▸ GIVEN TASK A
Please reproduce the weather update from "If you take" to "flowers popping up..goodness.".
▸ GIVEN TASK B
Answer these from the weather update:
(i) How much ice do the models show in Kentucky from the Monday-Tuesday system?
(ii) Where did over 8 inches of rain fall during January 1950?
(iii) What was the temperature on July 4, 1977?

▸ SOURCE
Models crank out up to 5″ of snow in southern Indiana & up to 0.4″ of ice in Kentucky from system Monday-Tuesday.  However, they also dump up to 4″ of snow with up to 0.2″ ice in parts of Illinois Saturday night as cold air rushes in.

If you take the GFS model right now for what its worth, it paints winter weather west of here & south & southeast of here, with us in a strip of little, if anything.  AGAIN, however, I am not ready to go with that.  There is way too much disagreement with the whole set-up.

10 Responses to “Update”

  1. Chris in Tipton says:

    I am over the GFS—–it seems to wobble worse than a politician running for office….LOL!

  2. Teri says:

    Now that the snow has melted I am seeing GREEN grass for a change, and flowers popping up..goodness.

  3. Tom says:

    All of this rain coming up might remind the older folks of January 1950, when over 8 inches of rain fell during the month at West Lafayette.

  4. Mary Anne Best says:

    And it has just now started to rain in Remington! Praying we get some nice, soaking rain :-)

    MA in REM

  5. Tom says:

    I left off at the end of March 1977 and will continue from there. If the winter of 1976-1977 wasn’t long enough, a trace of snow was recorded on April 6 and the temp. fell to 30 degrees. It started to warm up after that, but it was too dry until August. April 18 saw 86 degrees and from May 13 until June first, everyday was above 80 degrees. It was 90 degrees on May 29. only .07 inches of rain fell from May 20 until June 5 1977. Everyone was happy on June 6 when 0.60 inches of rain was recorded. Then the temp. fell to 40 degrees on June 7. 0.69 inches of rain was blamed for 2 traffic accidents in the Lafayette area on Wed June 8, but very little rain fell the rest of June. The first half of July 1977 was too hot and the second half was too cold. It was very much like July 1911 and the winter of 1911-1912 was a very bad winter. It was 95 on July 4 1977 and 98 on the 6th of July, but the temp. fell to 45 degrees on July 26 and the high that day was just 76 degrees at West Lafayette. That was just the start of what was to come.

▸ RECORDED DATA
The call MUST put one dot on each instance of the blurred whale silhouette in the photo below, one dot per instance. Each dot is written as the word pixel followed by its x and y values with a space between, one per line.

▸ CORRECT RESULT A
If you take the GFS model right now for what its worth, it paints winter weather west of here & south & southeast of here, with us in a strip of little, if anything.  AGAIN, however, I am not ready to go with that.  There is way too much disagreement with the whole set-up.

10 Responses to “Update”

  1. Chris in Tipton says:

    I am over the GFS—–it seems to wobble worse than a politician running for office….LOL!

  2. Teri says:

    Now that the snow has melted I am seeing GREEN grass for a change, and flowers popping up..goodness.

▸ CORRECT RESULT B
(i) Up to 0.4″ of ice.
(ii) West Lafayette.
(iii) 95 degrees.